● DIRECTIONS FOR THIS TASK
Count the lines that contain the string "chrome", treating uppercase and lowercase as different. Give only the number.

● ● ● ● ● ● ●

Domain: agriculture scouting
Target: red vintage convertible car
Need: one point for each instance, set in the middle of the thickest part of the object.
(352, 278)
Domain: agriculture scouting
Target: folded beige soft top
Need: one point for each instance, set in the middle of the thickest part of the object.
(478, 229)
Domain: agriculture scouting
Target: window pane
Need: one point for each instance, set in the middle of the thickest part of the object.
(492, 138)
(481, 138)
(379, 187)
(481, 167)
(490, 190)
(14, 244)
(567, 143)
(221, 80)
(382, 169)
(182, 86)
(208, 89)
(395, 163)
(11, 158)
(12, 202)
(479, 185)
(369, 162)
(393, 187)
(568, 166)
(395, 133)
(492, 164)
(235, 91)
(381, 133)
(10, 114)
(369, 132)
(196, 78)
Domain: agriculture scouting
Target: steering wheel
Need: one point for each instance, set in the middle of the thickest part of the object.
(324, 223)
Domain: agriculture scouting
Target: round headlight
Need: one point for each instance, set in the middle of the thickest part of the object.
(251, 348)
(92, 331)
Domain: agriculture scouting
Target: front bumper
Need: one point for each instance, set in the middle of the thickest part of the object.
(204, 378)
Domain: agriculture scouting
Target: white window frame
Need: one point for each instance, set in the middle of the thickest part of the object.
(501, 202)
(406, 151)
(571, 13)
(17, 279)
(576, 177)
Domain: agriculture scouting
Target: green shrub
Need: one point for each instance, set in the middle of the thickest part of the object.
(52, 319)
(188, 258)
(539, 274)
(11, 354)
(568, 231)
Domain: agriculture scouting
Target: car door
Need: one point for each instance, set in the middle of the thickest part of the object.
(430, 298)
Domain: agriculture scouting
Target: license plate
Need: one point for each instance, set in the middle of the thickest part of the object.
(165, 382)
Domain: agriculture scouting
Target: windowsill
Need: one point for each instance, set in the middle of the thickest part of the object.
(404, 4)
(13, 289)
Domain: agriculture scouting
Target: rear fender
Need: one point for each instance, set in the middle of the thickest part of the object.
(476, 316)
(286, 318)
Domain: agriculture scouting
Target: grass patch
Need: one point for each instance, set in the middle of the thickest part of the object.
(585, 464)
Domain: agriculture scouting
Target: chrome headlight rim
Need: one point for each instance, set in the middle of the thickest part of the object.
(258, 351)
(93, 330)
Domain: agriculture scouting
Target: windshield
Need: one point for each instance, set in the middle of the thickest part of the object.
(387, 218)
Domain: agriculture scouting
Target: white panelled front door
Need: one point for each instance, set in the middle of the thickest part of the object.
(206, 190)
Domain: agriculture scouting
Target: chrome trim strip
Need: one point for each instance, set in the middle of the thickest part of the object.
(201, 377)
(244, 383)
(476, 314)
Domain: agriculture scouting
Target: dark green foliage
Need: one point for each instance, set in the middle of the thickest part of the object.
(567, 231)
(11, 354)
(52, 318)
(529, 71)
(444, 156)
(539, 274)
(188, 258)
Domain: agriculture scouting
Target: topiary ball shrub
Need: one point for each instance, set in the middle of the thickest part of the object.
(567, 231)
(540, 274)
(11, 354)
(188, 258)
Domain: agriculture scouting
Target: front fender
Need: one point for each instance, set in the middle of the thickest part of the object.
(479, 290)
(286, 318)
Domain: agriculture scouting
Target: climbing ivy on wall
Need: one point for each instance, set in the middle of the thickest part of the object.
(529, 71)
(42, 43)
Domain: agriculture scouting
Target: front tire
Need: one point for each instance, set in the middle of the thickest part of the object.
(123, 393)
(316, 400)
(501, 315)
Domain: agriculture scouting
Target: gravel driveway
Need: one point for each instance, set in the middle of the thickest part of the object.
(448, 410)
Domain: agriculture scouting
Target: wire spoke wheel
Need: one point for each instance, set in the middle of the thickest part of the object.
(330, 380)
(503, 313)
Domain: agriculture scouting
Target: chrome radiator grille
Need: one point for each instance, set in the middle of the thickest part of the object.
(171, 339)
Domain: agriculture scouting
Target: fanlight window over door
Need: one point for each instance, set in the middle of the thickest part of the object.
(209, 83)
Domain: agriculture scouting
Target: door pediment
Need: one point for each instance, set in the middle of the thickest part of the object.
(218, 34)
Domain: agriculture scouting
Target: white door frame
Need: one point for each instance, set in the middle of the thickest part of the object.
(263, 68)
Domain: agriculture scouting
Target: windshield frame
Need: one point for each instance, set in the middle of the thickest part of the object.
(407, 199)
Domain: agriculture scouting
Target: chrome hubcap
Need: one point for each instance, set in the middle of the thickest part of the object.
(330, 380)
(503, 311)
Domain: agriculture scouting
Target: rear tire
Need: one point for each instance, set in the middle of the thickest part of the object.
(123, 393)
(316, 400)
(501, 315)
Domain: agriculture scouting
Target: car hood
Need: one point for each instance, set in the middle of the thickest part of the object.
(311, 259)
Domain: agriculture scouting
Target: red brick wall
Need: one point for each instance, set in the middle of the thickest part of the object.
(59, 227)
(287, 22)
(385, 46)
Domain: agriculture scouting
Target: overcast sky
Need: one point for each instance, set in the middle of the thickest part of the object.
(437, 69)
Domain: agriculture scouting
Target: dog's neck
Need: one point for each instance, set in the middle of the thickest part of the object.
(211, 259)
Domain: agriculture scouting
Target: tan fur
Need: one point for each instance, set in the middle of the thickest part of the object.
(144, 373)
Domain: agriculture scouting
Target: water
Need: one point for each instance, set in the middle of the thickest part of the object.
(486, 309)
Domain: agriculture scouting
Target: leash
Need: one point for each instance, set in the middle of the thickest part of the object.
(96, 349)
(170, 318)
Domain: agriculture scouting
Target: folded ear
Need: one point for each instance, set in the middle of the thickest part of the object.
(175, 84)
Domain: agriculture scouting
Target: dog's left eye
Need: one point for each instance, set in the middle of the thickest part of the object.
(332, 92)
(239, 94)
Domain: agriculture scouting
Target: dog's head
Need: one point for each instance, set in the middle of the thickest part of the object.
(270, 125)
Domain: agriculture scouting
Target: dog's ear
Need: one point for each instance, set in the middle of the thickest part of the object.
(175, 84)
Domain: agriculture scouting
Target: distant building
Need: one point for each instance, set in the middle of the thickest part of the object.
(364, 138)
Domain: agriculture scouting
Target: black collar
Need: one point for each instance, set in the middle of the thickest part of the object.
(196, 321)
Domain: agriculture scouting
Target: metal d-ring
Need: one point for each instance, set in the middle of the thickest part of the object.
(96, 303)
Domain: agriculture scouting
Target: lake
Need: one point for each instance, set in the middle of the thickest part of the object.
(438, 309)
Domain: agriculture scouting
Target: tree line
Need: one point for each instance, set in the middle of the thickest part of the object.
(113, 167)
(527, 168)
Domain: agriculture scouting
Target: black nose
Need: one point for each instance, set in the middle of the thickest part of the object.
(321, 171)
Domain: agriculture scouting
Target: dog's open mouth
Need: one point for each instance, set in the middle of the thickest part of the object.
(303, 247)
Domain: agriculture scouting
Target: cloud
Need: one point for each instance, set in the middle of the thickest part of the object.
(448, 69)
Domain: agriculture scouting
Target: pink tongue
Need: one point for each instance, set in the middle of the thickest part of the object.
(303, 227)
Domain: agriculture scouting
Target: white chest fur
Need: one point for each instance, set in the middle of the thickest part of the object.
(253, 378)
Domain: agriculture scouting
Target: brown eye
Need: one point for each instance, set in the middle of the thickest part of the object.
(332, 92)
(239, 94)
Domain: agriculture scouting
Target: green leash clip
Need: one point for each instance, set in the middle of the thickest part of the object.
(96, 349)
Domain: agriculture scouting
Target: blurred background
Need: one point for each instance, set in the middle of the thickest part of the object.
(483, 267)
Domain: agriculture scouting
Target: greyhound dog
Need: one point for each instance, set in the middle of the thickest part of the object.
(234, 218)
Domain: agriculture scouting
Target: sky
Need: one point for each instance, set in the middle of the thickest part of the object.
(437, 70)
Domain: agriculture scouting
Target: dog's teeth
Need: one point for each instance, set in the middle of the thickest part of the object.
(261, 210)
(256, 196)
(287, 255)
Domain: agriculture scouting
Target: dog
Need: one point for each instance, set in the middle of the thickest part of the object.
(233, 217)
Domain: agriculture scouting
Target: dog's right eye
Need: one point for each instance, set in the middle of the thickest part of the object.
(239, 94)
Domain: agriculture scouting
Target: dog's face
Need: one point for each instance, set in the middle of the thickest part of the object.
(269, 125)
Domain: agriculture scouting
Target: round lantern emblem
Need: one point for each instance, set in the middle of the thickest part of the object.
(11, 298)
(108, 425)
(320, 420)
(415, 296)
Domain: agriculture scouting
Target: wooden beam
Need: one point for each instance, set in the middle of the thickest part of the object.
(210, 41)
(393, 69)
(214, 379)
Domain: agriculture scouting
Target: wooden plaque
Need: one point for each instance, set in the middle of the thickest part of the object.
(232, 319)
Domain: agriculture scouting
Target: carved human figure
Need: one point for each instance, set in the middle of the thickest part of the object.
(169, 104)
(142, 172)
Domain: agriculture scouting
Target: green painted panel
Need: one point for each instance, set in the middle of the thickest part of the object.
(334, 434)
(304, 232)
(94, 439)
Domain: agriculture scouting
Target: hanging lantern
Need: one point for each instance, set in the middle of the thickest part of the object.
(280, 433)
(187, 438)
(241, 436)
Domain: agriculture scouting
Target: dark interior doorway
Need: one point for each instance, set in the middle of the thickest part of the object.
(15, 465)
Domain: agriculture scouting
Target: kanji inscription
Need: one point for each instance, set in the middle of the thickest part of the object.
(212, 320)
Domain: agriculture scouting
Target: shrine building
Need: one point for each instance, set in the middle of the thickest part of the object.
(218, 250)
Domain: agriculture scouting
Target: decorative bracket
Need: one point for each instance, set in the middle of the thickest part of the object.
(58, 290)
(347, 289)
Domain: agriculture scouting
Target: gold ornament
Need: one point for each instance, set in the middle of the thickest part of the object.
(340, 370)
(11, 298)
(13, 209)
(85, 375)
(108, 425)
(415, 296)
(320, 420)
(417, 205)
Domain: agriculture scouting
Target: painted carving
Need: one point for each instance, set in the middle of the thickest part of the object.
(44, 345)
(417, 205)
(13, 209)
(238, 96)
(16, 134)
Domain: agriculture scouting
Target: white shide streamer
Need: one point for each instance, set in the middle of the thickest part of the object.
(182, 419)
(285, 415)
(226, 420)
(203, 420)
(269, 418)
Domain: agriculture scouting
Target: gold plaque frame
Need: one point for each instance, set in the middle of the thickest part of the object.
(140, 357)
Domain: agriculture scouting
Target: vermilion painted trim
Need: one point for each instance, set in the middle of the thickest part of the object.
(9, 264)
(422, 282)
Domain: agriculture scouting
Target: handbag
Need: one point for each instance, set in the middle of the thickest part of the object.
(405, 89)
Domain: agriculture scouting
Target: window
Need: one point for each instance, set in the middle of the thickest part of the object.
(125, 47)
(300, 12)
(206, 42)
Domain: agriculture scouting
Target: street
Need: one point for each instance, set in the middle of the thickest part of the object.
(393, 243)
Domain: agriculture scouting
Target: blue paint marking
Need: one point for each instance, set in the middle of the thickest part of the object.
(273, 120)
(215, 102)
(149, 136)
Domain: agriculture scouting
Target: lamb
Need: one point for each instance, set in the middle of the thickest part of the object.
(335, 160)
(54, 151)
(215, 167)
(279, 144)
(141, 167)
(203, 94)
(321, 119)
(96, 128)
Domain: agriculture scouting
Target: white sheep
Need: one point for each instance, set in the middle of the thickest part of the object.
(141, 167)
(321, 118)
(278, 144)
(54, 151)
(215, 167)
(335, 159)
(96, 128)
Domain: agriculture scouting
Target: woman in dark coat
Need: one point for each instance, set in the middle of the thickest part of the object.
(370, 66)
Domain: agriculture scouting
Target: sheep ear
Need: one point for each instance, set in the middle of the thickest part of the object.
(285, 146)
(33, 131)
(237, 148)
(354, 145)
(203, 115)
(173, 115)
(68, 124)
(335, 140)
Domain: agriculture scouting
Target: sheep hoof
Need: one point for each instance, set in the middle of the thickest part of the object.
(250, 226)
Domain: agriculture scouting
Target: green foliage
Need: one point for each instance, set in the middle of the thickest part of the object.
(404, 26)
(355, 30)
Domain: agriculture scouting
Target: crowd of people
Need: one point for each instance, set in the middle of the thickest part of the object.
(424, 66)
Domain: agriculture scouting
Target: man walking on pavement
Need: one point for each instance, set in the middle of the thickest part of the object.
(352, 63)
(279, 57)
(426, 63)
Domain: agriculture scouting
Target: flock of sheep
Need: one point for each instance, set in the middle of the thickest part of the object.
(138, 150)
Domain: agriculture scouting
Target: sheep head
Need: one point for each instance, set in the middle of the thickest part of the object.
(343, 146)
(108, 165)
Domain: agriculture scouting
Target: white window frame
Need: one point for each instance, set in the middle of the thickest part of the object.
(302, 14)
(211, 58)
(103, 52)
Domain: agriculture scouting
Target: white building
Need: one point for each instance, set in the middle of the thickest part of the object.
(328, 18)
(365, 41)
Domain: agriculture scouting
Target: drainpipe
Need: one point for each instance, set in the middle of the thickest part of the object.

● ● ● ● ● ● ●

● EXERCISE ANSWER
4